▶ Exercise aim:
Rewrite each of the entries below as a JSON list of strings, with one string per line and blank lines omitted.

▶ Given records:
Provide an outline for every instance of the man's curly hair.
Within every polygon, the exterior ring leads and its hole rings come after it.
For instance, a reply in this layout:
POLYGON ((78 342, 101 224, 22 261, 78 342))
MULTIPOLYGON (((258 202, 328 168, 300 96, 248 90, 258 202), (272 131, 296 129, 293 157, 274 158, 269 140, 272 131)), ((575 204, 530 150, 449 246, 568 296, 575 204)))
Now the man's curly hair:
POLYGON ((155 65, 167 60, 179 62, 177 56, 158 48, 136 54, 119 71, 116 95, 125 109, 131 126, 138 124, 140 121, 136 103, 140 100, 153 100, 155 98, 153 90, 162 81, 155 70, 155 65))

▶ Complete response:
[
  "Provide an outline for every instance of the man's curly hair.",
  "Within every polygon, the exterior ring leads and its hole rings come after it.",
  "For instance, a reply in this layout:",
  "POLYGON ((78 342, 101 224, 22 261, 78 342))",
  "MULTIPOLYGON (((258 202, 328 168, 300 96, 248 90, 258 202), (272 131, 296 129, 293 157, 274 158, 269 140, 272 131)), ((575 204, 530 150, 449 246, 568 296, 575 204)))",
  "Now the man's curly hair:",
  "POLYGON ((155 65, 167 60, 179 62, 177 56, 158 48, 136 54, 119 71, 116 95, 125 109, 131 126, 138 124, 140 121, 136 103, 140 100, 153 100, 155 98, 153 90, 162 81, 155 70, 155 65))"
]